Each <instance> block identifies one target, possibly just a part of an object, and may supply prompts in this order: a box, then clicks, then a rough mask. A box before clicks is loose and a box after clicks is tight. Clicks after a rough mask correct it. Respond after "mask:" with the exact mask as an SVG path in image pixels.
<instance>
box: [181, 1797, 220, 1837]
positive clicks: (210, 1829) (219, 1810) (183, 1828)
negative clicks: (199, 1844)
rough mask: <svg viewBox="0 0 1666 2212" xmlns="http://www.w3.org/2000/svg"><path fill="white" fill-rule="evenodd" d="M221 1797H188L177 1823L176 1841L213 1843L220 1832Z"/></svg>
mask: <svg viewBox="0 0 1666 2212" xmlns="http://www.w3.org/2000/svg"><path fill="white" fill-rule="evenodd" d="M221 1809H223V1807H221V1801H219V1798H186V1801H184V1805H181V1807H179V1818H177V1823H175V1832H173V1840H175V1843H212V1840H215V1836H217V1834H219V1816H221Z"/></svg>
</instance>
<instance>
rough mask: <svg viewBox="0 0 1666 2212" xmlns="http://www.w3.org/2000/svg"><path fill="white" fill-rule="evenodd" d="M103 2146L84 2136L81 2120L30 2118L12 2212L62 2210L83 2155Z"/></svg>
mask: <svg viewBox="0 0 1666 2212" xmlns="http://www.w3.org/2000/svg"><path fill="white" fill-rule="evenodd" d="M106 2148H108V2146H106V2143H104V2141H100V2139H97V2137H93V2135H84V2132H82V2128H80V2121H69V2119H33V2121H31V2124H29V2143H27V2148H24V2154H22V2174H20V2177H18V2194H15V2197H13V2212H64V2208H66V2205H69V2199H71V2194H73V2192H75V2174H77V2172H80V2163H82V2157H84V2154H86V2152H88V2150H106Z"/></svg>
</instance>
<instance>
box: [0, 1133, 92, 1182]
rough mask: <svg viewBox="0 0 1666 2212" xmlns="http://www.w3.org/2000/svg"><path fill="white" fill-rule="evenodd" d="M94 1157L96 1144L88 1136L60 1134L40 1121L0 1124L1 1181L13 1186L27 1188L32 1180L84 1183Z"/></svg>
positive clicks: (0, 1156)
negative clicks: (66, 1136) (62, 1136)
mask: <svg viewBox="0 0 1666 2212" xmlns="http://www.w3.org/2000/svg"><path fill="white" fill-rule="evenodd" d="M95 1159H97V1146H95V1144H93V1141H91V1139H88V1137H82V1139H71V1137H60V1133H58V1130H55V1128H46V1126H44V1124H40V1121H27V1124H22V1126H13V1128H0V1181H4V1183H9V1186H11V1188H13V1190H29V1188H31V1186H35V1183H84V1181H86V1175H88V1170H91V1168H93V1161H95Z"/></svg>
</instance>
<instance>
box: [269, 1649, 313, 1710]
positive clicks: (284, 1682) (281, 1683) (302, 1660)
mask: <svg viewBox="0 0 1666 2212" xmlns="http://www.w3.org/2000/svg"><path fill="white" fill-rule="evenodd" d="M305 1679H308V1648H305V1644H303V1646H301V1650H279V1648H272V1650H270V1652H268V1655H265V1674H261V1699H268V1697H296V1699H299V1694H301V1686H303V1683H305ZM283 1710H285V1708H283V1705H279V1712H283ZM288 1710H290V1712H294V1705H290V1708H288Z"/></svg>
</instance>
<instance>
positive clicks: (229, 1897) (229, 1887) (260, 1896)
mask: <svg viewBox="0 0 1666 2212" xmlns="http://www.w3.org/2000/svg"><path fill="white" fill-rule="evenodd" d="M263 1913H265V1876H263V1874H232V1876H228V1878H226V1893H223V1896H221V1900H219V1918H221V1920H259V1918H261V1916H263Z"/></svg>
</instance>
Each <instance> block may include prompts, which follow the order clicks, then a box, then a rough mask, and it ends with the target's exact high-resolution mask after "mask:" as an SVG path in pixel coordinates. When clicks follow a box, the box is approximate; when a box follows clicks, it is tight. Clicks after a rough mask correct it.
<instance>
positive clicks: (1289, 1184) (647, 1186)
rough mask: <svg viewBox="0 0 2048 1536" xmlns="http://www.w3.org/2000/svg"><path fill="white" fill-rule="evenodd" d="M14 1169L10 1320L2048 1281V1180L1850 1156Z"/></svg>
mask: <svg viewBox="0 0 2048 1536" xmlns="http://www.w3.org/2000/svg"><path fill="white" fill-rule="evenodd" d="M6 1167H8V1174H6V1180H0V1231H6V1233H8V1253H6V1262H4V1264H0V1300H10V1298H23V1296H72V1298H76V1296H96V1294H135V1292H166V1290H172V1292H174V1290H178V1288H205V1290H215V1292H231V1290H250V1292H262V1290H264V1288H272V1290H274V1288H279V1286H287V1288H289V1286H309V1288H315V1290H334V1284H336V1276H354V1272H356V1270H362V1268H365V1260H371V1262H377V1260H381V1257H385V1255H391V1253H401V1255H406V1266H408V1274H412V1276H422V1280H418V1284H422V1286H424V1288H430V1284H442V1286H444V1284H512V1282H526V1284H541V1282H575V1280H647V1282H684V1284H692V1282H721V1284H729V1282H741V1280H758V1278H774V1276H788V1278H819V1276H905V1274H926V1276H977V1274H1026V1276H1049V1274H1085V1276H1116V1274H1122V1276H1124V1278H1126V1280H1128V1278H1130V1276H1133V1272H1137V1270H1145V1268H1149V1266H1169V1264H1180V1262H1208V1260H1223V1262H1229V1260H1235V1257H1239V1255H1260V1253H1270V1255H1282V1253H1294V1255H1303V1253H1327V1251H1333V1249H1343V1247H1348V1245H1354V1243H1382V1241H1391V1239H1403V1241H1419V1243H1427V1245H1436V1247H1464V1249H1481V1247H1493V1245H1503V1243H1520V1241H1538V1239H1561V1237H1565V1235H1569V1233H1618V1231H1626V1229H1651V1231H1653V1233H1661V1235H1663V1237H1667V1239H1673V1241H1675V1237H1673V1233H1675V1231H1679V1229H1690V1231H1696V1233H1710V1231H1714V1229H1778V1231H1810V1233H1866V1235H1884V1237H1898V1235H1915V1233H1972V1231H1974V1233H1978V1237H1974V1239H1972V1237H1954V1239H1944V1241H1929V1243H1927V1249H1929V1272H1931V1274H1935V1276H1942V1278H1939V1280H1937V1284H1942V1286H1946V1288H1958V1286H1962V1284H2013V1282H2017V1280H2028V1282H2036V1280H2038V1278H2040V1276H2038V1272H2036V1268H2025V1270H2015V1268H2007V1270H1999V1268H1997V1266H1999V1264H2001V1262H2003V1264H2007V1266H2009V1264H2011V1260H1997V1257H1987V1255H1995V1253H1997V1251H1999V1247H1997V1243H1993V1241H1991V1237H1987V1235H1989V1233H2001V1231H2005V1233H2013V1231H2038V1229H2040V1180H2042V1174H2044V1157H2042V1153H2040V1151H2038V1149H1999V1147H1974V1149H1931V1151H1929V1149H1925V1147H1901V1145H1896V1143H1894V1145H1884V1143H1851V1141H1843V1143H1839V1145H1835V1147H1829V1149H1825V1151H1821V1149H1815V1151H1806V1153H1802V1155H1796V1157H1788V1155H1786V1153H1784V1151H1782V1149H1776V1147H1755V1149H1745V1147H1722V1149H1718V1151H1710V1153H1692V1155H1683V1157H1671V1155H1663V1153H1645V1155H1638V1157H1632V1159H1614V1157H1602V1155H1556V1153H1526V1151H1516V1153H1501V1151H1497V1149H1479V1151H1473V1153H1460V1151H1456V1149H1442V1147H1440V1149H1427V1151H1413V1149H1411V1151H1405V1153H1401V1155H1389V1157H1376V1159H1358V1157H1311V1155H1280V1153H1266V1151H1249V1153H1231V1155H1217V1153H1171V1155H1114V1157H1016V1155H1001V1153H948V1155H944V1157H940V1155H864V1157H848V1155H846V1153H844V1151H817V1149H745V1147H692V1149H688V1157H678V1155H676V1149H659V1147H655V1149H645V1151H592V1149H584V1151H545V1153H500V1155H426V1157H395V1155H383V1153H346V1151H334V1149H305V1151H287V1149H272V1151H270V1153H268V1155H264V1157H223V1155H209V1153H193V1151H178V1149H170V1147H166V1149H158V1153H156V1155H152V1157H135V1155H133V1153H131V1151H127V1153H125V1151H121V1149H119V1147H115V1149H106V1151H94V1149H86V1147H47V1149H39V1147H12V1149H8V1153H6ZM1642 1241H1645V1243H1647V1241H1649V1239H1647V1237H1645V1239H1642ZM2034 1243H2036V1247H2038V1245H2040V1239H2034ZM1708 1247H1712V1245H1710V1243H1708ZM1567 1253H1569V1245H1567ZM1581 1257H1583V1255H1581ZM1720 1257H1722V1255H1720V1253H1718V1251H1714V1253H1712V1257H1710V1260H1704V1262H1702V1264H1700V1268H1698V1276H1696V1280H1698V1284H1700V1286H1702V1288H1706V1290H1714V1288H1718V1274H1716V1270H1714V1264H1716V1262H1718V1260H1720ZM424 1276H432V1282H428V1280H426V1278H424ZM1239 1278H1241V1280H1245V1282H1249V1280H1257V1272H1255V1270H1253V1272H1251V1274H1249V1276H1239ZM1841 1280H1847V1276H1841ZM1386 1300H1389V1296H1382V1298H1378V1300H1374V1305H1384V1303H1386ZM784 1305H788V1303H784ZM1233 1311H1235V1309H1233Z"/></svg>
_ _ _ _
YOUR INSTRUCTIONS: Lines from the start of the entries through the one containing "1157L96 1144L88 1136L60" are to be set down again exactly, both ends included.

TASK ANSWER:
Each <instance> block identifies one target, possibly just a part of an object, and may supply prompts in this order: a box, then clicks, then a rough mask. A box before clicks is loose and a box after clicks is tight. Clicks after a rough mask correct it. Respond after "mask:" with the exact mask as an SVG path in image pixels.
<instance>
box: [181, 1797, 220, 1837]
positive clicks: (210, 1829) (219, 1810) (183, 1828)
negative clicks: (199, 1844)
rough mask: <svg viewBox="0 0 1666 2212" xmlns="http://www.w3.org/2000/svg"><path fill="white" fill-rule="evenodd" d="M221 1797H188L177 1823L176 1841L213 1843L220 1832Z"/></svg>
mask: <svg viewBox="0 0 1666 2212" xmlns="http://www.w3.org/2000/svg"><path fill="white" fill-rule="evenodd" d="M221 1809H223V1807H221V1801H219V1798H186V1801H184V1805H181V1807H179V1818H177V1823H175V1832H173V1840H175V1843H212V1840H215V1836H217V1834H219V1816H221Z"/></svg>
</instance>
<instance>
rough mask: <svg viewBox="0 0 1666 2212" xmlns="http://www.w3.org/2000/svg"><path fill="white" fill-rule="evenodd" d="M103 2146L84 2136L81 2120L30 2118L12 2212L62 2210L83 2155Z"/></svg>
mask: <svg viewBox="0 0 1666 2212" xmlns="http://www.w3.org/2000/svg"><path fill="white" fill-rule="evenodd" d="M106 2148H108V2146H106V2143H104V2141H100V2139H97V2137H93V2135H84V2132H82V2128H80V2121H69V2119H33V2121H31V2124H29V2143H27V2148H24V2154H22V2174H20V2177H18V2194H15V2197H13V2212H64V2208H66V2205H69V2199H71V2194H73V2192H75V2174H77V2172H80V2163H82V2157H84V2154H86V2152H88V2150H106Z"/></svg>
</instance>
<instance>
box: [0, 1133, 92, 1182]
rough mask: <svg viewBox="0 0 1666 2212" xmlns="http://www.w3.org/2000/svg"><path fill="white" fill-rule="evenodd" d="M94 1157L96 1144L88 1136L60 1134L40 1121L0 1124L1 1181L13 1186L27 1188L32 1180L84 1183Z"/></svg>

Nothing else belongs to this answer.